• **Directive**: Substitute "central" for each occurrence of "innermost" in the entries below, and give all of them again with nothing else changed.
____ Supplied material
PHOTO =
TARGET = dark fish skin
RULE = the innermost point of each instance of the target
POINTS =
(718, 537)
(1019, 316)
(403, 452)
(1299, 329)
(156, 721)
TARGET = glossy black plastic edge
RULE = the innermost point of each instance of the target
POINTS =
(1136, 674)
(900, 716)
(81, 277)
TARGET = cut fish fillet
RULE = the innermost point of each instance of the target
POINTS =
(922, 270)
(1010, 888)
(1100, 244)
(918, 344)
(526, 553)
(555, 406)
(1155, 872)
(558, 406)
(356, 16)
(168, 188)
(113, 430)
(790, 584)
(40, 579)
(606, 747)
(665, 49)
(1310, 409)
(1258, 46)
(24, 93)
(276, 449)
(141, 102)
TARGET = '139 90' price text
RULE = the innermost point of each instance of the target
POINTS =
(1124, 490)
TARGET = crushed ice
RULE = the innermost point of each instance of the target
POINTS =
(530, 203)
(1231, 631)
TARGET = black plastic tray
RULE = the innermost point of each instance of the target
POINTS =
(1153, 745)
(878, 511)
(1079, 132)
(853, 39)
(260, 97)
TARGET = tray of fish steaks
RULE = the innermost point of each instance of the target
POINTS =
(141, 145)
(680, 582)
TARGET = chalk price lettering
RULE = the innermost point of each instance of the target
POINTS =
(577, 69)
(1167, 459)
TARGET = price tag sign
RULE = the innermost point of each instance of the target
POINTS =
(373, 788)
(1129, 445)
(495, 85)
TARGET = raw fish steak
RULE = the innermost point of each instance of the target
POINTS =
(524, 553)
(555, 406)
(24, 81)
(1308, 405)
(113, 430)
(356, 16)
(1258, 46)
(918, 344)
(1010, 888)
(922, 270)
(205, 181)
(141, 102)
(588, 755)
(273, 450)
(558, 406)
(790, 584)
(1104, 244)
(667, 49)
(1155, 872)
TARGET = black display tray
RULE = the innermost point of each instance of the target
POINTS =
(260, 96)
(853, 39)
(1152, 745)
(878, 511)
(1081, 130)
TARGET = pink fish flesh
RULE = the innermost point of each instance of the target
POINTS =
________
• **Result**:
PHOTO =
TARGET = dark fish skin
RULE = the central point of each instance of the target
POINTS =
(718, 537)
(1019, 316)
(403, 452)
(1299, 329)
(156, 721)
TARGET = glossy black plastic edge
RULE = the central point of each instance of the target
POINTS =
(1136, 674)
(900, 716)
(81, 277)
TARGET = cut fish fillet
RULE = the central point of each instance of the target
POINTS =
(922, 270)
(1010, 888)
(1100, 244)
(918, 344)
(526, 553)
(555, 406)
(1155, 872)
(558, 406)
(356, 16)
(168, 188)
(113, 430)
(790, 584)
(40, 579)
(606, 747)
(665, 49)
(1310, 409)
(1258, 46)
(24, 93)
(276, 449)
(141, 102)
TARGET = '139 90' price text
RULE = the central point of each instance of the target
POINTS =
(1124, 490)
TARGET = crushed ice
RULE = the central point of each instance of the target
POINTS =
(530, 203)
(1231, 631)
TARGET = black plastic tray
RULE = the central point of each instance of the target
POINTS =
(1153, 745)
(878, 511)
(1079, 132)
(853, 39)
(260, 97)
TARGET = tray of fish steaks
RULE = the central point of each instance of the target
POINTS =
(141, 145)
(680, 582)
TARGET = chalk price lettering
RULE = the central point of each instance of the target
POINTS =
(577, 69)
(1167, 459)
TARGET = price tag sign
RULE = the central point of each instance of the target
POINTS =
(373, 788)
(1129, 445)
(495, 85)
TARGET = raw fish steak
RULE = the central point of each instance of the target
POINTS =
(524, 553)
(555, 406)
(24, 81)
(1308, 405)
(113, 430)
(356, 16)
(1258, 46)
(918, 344)
(1010, 888)
(922, 270)
(205, 181)
(141, 102)
(588, 755)
(273, 450)
(558, 406)
(790, 584)
(1104, 244)
(667, 49)
(1155, 872)
TARGET = black display tray
RULE = the central point of each instance of the target
POINTS =
(260, 96)
(853, 39)
(1152, 745)
(878, 511)
(1081, 130)
TARGET = pink fish flesh
RULE = the central point of each instance of the target
POINTS =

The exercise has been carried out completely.